• Instructions for the task: Pick out and copy every line below that contains the string "parts". Case counts.

Extracted data entries
========
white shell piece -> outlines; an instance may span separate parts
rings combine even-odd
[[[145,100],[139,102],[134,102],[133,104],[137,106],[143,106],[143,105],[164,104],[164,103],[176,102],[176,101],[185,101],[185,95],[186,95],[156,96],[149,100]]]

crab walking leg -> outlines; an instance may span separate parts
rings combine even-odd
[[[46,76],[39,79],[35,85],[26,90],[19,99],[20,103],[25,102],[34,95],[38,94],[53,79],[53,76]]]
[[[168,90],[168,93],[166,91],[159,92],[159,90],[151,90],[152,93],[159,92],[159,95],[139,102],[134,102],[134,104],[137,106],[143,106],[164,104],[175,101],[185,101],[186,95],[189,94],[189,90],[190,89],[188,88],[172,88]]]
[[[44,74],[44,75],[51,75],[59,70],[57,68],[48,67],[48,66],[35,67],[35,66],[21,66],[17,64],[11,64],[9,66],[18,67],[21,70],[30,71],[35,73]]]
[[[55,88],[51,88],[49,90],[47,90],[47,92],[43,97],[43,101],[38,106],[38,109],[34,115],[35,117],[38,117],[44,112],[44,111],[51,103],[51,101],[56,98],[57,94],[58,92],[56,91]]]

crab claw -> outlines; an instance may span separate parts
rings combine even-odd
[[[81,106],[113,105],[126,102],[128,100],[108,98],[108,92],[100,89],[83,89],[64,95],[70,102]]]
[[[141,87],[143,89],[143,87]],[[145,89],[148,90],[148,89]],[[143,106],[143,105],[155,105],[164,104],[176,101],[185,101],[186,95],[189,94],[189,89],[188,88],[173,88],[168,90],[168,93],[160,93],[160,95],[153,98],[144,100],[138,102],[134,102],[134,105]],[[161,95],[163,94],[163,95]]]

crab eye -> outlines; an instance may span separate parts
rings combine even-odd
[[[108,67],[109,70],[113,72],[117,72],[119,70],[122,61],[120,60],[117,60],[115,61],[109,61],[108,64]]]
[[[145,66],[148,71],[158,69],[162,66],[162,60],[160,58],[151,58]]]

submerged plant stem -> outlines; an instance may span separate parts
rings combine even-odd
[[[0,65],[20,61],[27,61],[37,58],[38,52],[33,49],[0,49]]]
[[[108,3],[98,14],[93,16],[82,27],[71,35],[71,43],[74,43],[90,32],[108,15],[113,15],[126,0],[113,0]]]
========
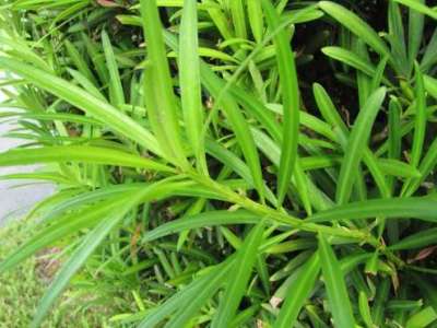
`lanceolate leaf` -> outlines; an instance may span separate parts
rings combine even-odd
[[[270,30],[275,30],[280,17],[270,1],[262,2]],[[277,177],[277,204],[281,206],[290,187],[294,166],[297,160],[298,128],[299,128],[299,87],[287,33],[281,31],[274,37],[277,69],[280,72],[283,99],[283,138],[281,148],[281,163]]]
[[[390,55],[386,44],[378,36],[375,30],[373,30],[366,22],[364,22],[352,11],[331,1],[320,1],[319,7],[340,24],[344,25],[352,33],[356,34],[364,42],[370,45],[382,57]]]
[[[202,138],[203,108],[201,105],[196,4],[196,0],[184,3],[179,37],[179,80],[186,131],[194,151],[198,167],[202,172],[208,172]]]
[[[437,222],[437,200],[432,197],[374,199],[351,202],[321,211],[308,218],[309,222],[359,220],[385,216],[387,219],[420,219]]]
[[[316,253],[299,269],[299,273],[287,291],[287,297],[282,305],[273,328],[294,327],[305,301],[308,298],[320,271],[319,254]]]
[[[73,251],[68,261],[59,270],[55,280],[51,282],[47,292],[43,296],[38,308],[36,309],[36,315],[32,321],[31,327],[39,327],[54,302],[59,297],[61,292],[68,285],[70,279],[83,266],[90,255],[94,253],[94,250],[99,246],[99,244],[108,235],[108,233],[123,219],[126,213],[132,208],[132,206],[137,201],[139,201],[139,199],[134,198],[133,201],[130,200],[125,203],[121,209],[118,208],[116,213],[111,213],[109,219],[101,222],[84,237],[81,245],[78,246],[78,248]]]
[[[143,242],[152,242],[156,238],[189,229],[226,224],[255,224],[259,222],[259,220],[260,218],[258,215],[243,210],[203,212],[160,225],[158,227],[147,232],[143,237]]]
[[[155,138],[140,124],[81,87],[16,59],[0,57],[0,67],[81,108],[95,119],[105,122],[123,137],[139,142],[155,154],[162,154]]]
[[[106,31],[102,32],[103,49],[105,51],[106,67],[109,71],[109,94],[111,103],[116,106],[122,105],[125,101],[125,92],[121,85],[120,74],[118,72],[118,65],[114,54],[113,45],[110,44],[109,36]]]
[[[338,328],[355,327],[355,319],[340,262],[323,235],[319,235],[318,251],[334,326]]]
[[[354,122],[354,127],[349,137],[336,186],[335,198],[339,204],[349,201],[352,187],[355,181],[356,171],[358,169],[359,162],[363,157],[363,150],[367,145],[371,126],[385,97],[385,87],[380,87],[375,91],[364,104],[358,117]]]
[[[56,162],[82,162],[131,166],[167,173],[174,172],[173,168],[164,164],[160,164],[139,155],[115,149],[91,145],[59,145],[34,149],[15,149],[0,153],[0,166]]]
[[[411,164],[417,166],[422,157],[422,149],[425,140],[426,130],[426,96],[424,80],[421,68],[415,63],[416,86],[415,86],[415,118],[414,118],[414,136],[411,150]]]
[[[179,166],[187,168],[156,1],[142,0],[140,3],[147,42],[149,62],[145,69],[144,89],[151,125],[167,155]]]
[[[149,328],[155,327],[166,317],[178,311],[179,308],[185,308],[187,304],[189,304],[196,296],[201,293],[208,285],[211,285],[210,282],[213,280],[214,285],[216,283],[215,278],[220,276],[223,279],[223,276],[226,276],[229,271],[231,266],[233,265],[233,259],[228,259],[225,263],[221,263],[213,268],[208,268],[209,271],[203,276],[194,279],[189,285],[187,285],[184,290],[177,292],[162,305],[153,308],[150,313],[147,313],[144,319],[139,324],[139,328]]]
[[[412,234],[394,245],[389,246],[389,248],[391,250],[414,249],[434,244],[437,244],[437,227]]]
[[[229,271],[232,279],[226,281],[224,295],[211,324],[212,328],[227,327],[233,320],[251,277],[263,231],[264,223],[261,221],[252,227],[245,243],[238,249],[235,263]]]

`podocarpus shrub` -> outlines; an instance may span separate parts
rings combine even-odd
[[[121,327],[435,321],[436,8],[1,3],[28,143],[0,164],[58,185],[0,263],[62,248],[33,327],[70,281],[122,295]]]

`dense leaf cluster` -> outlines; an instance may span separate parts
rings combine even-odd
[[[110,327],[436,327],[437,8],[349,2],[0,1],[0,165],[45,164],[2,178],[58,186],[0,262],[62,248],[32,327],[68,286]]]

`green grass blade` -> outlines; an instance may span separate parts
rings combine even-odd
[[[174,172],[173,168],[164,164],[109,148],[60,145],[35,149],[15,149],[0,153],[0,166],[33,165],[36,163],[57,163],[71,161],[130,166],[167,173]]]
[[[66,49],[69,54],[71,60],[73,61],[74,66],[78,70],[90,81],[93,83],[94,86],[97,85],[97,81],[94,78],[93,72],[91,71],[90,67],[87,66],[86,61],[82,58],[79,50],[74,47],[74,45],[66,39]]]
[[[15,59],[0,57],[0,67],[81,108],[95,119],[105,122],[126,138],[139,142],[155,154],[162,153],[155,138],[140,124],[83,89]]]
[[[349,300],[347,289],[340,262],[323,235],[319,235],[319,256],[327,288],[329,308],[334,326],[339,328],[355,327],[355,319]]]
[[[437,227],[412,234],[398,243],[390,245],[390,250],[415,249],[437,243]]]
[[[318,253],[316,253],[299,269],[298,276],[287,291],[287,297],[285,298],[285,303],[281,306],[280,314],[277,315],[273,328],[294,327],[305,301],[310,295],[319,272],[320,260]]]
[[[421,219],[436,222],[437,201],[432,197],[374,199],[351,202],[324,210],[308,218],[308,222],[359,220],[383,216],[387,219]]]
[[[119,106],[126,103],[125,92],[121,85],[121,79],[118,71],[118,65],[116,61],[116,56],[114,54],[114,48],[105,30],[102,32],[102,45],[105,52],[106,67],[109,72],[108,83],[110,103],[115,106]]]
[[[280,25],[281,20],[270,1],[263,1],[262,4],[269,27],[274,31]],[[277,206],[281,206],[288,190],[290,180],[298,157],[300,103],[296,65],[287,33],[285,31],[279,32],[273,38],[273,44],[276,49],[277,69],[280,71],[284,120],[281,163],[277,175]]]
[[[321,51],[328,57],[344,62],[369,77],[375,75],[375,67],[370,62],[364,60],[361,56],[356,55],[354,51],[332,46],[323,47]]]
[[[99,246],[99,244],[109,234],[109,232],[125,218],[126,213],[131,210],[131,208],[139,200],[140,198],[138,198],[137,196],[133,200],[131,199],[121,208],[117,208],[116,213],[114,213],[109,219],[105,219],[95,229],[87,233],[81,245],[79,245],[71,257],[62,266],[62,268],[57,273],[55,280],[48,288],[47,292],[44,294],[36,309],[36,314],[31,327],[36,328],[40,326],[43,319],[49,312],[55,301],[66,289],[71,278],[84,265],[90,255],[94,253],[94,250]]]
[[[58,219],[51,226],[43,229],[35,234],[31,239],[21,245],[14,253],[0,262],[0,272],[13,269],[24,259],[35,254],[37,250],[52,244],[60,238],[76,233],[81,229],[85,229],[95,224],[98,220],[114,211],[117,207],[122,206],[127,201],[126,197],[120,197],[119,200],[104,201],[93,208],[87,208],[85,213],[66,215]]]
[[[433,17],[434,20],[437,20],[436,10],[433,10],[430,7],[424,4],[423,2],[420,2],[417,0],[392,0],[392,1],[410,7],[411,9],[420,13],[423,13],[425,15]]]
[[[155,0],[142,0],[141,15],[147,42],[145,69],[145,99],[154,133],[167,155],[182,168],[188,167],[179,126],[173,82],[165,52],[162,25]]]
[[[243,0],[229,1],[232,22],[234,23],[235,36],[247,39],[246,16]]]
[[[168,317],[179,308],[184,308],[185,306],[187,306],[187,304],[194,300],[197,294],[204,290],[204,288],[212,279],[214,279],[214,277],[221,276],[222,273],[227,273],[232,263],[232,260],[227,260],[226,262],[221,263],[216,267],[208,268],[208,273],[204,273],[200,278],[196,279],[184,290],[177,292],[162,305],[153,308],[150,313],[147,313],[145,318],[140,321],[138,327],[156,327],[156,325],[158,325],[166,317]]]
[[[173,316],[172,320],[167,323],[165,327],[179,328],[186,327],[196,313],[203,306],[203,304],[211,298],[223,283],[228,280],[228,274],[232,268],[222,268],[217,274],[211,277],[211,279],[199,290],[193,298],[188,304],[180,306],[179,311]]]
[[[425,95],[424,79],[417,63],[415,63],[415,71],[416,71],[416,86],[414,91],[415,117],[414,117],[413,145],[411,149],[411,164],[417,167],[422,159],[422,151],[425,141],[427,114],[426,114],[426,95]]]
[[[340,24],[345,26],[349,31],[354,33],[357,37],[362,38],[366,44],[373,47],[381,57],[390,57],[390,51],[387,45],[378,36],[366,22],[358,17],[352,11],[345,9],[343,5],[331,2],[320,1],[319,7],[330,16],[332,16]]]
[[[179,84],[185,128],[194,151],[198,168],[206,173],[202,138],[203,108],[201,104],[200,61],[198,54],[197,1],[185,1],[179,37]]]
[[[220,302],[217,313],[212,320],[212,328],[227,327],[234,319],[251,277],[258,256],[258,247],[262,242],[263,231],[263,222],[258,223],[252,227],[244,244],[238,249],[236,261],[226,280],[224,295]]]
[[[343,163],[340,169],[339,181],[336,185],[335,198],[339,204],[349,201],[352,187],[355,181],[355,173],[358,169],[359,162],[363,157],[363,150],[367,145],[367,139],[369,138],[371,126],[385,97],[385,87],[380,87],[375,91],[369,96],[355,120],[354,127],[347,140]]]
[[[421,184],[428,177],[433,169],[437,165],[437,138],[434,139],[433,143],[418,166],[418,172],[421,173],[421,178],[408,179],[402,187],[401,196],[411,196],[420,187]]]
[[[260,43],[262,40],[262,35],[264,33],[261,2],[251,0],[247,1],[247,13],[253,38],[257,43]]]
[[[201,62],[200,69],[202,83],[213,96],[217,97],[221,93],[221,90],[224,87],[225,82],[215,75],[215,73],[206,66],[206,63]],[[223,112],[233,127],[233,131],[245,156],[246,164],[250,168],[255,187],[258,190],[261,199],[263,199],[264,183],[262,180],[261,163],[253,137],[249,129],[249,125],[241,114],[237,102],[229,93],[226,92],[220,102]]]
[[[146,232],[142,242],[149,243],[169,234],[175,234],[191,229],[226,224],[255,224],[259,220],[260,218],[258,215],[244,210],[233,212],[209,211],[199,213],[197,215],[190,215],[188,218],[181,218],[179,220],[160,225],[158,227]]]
========
• Full response:
white shell piece -> outlines; an instance may span separate parts
crab walking leg -> outlines; an instance may span separate parts
crab claw -> outlines; an instance may span separate parts
crab eye -> outlines; an instance may span separate parts
submerged plant stem -> outlines; an instance may span separate parts
`lanceolate leaf` -> outlines; an instance may span separate parts
`podocarpus shrub` -> outlines; an instance may span separate parts
`dense leaf cluster` -> outlines; an instance may span separate parts
`green grass blade` -> outlines; an instance may span separate parts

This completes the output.